Textauszug:
Kunden können hier u.a. auswählen, zu welchen Benutzertyp sie zählen und erhalten dann die für sie passenden Lösungen angezeigt. Die Seite unterscheidet dabei zwischen Einsteigern (Endkunden mit einem Bedürfnis nach fertigen Lösungen), Fortgeschrittenen (Bastler mit großem Elektronikverständnis) und Profis (Business-Kunden). Conrad hat für sein IoT-Angebot zwar nicht den Handel neu erfunden, bietet aber ein in jeder Hinsicht sehr rundes Konzept.

Mit Formaten wie dem "3D-Printhub" bringt Conrad vernetzte Technik in die Stores

Media-Saturn plant digitale IoT-Verkaufslösungen

Retail-Marktführer Media-Saturn steht im Vergleich zu Conrad beim Verkauf smarter Geräte und Lösungen noch eher in den Startlöchern. Zwar hat man sich u.a. beim Pilotmarkt von Saturn in Ingolstadt bemüht, Wearables zentral zu positionieren und mit Anwendungsszenarios zu inszenieren.

Doch trifft das auch auf viele andere Produktkategorien von Flatscreen-TVs über Kopfhörer bis zu PC-Games zu. Allerdings macht man sich bei Media-Saturn durchaus Gedanken über weitergehende, "smarte" Verkaufskonzepte. Erstmals ließ sich das bei der Unternehmensmitteilung zum Start der Electronics Online Group erkennen, als Media-Saturn verkündete, für neue Produktkategorien wie Wearables eigene Onlineshops starten zu wollen und auch Beteiligungen an Herstellern wie z.B. Jawbone nicht ausschloss.

Unternehmens-Chef Pieter Haas hat zudem eine Produktdatenbank ins Feld geführt, mit der Media-Saturn seine Kunden besser unterstützen könne, wenn es Geräte-Updates gebe, Reparaturen fällig würden oder beim Smart Home neue Vernetzungsszenarien möglich würden. Für Haas handelt es sich dabei um eine Facette der angestrebten Wandlung von Media-Saturn zum Digital-Unternehmen, das Kunden über möglichst viele Touchpoints erreichen soll.

Bisher tritt Media-Saturn bei Wearables und anderen smarten Geräten als simpler Verkäufer in Erscheinung
Foto: Media-Saturn-Holding GmbH (MSH)

Aufgaben:
1/ Tausche im Textauszug über Conrad und Media-Saturn im Abschnitt von „Retail-Marktführer Media-Saturn steht“ bis „Anwendungsszenarios zu inszenieren.“ das Wort „Wearables“ gegen „Smartwatches“ aus und gib diesen Abschnitt wieder.
2/ In welcher Stadt liegt laut dem Textauszug der Pilotmarkt von Saturn?
3/ Führe den Text über die IoT-Verkaufskonzepte von Conrad und Media-Saturn nach seinem letzten Satz weiter.

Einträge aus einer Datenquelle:
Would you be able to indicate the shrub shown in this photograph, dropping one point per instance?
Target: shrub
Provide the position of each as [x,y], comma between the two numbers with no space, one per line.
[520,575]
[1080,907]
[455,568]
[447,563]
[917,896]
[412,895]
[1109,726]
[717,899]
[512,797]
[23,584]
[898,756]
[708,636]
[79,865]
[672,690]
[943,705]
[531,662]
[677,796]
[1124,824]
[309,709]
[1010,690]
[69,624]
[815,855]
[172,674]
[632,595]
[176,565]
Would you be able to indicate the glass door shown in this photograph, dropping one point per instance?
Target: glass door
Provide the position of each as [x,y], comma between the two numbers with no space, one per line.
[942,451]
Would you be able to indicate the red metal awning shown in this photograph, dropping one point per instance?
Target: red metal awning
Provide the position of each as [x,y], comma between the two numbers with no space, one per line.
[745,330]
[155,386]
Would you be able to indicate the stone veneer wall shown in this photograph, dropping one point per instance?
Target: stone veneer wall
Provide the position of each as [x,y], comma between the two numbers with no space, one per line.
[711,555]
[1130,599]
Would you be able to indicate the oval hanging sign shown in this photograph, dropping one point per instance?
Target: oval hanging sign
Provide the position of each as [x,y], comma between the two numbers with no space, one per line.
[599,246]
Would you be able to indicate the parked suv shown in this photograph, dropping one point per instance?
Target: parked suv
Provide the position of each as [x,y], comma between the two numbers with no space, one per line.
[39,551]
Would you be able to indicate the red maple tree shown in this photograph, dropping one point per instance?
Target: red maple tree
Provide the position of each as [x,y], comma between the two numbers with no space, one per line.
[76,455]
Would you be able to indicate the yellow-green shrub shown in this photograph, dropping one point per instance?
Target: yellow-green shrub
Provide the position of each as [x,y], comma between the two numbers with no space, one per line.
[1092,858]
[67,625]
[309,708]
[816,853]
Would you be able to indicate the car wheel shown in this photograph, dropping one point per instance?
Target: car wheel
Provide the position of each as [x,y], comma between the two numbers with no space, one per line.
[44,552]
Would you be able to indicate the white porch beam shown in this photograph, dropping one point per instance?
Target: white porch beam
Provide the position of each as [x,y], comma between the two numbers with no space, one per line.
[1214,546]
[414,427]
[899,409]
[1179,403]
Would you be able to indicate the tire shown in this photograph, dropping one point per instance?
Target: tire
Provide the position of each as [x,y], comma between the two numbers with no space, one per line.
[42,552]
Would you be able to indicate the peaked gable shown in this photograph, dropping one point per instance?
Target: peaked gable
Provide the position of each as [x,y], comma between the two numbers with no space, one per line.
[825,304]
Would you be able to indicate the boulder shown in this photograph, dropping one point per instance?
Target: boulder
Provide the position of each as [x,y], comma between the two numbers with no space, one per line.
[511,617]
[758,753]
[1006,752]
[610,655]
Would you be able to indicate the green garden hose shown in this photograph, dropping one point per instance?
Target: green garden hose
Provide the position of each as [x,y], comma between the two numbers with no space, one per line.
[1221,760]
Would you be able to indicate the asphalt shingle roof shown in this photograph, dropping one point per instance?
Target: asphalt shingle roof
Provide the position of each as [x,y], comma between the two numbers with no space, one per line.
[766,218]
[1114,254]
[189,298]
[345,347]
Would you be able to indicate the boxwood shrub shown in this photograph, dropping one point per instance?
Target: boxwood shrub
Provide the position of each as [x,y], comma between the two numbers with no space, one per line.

Lösungen:
1/
Retail-Marktführer Media-Saturn steht im Vergleich zu Conrad beim Verkauf smarter Geräte und Lösungen noch eher in den Startlöchern. Zwar hat man sich u.a. beim Pilotmarkt von Saturn in Ingolstadt bemüht, Smartwatches zentral zu positionieren und mit Anwendungsszenarios zu inszenieren.

2/ In Ingolstadt.

3/
Mobilcom-Debitel setzt auf Handy-basierte Services

Während bei Media-Saturn vieles noch Zukunftsmusik ist, hat Mobilcom-Debitel zusammen mit dem Tochterunternehmen Gravis bereits viel konkretere Verkaufsszenarien für vernetzte Geräte und Lösungen entwickelt. Aus Sicht des Mobilfunkunternehmens handelt es sich bei vielen IoT-Produkten um Services, die an das Smartphone als Steuerzentrale andocken und ähnlich vertragsbasiert vermarktbar sind wie Handytarife. Um hier attraktive Angebote zu liefern, hat Mobilcom-Debitel exklusive Vertriebspartnerschaften mit Trend-Herstellern wie Jawbone und Withings geschlossen und bietet deren Geräte als Paketlösungen inklusive der zugehörigen Tarife an.

Im Mobilfunk-Bereich setzt das Unternehmen auf Flatrate-Angebote beispielsweise bei Musik und Games, aber auch in Sachen Cloud und Home Security. Begleitet wird dieses Angebot ähnlich wie bei Conrad von einem Online-Magazin, wobei Mobilcom mit "My digital Lifestyle" mehr auf einen Entertainment-artigen Zugang setzt. Um den Kunden die neuen Produktwelten anschaulich nahezubringen, hat das Unternehmen wiederholt Pop-up-Stores eröffnet, zuletzt in Mannheim. Das klare Ziel ist es, die Bindung der Kunden an ihren Mobilfunk-Provider zu nutzen, um sie auf dem Weg in das Internet of Everything zu begleiten.

Mit Konzept-Shops will Mobilcom-Debitel seine Kunden die vernetzten Möglichkeiten entdecken lassen
Foto: Mobilcom-Debitel


Wohin steuert Amazon?

Während sich die stationären Elektronikmarken mit unterschiedlichen Verkaufsstrategien an den Trend zu vernetzten Geräten annähern, ist es diesbezüglich im Online-Handel noch auffallend ruhig. Zwar verkaufen Notebooksbilliger, Cyberport und Redcoon verschiedenste Smart Devices, lassen aber noch kein spezielles Konzept dafür erkennen.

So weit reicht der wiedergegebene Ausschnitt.